Hurricanes, Tropical Depressions, and Backpacker Injuries

The Cordillera Central Mountain skies over Jayuya, Puerto Rico

I’ve been contacted by several people who’ve expressed concerned about my walk across Puerto Rico due to recent announcements about Tropical Storm Dorian which is predicted to turn into a Category 1 hurricane by the time it reaches the island tomorrow.

The date of my walk across Puerto Rico is September 7-20, and it’s planned to coincide with the two year mark since the passing of Hurricanes Irma and Maria passing over the island in 2017. The group of artists that I am working with on this trip have deliberately decided not to use the word “anniversary” because it is not something we are celebrating or commemorating. We are choosing instead to phrase the storms as a “two year mark since the passing of Hurricanes Irma and Maria.”

Trajectory of Tropical storm Dorian

September is peak hurricane season across the Caribbean as the warm ocean temperatures create suitable conditions for various weather disturbances including hurricanes. As I write this blog Tropical Storm Dorian is still predicted to strengthen to a Category 1 hurricane as it passes through the Mona Passage, a strait that connects the Caribbean Sea and the Atlantic Ocean and is an important shipping route between the Atlantic and the Panama Canal, between Puerto Rico and Dominican Republic. It is then expected to move northward toward southern Florida over the weekend.

== Records shown ==
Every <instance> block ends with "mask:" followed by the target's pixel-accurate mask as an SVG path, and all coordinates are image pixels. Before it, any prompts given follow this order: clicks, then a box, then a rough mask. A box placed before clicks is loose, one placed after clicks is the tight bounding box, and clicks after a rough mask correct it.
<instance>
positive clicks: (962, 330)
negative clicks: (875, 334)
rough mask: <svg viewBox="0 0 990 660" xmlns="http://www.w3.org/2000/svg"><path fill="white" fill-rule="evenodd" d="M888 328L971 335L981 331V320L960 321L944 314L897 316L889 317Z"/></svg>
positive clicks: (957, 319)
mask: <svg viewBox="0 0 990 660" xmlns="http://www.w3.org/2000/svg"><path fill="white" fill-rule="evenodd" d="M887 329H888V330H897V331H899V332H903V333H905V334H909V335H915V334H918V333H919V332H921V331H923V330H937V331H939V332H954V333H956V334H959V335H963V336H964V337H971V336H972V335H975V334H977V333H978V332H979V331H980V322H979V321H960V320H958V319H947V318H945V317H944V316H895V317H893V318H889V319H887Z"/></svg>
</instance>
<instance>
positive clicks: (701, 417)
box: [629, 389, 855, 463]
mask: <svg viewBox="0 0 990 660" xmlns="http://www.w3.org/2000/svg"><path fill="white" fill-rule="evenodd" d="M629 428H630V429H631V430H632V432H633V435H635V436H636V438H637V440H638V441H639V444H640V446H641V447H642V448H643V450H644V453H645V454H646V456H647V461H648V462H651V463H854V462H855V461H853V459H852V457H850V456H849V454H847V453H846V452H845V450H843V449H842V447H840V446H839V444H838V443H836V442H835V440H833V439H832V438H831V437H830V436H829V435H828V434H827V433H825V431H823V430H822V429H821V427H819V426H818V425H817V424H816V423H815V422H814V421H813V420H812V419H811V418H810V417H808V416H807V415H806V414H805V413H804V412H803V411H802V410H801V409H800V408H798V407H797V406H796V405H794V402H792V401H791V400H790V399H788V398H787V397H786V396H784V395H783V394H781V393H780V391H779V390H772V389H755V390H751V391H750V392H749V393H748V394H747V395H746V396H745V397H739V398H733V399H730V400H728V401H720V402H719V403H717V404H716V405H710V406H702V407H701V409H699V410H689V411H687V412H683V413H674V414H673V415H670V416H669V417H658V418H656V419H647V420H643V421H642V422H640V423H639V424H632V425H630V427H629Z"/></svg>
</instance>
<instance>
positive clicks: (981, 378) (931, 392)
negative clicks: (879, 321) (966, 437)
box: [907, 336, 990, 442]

== Exercise prompt ==
Repeat the blog post on walking across Puerto Rico during hurricane season word for word, from "September is peak" to "over the weekend.".

== Response area ==
September is peak hurricane season across the Caribbean as the warm ocean temperatures create suitable conditions for various weather disturbances including hurricanes. As I write this blog Tropical Storm Dorian is still predicted to strengthen to a Category 1 hurricane as it passes through the Mona Passage, a strait that connects the Caribbean Sea and the Atlantic Ocean and is an important shipping route between the Atlantic and the Panama Canal, between Puerto Rico and Dominican Republic. It is then expected to move northward toward southern Florida over the weekend.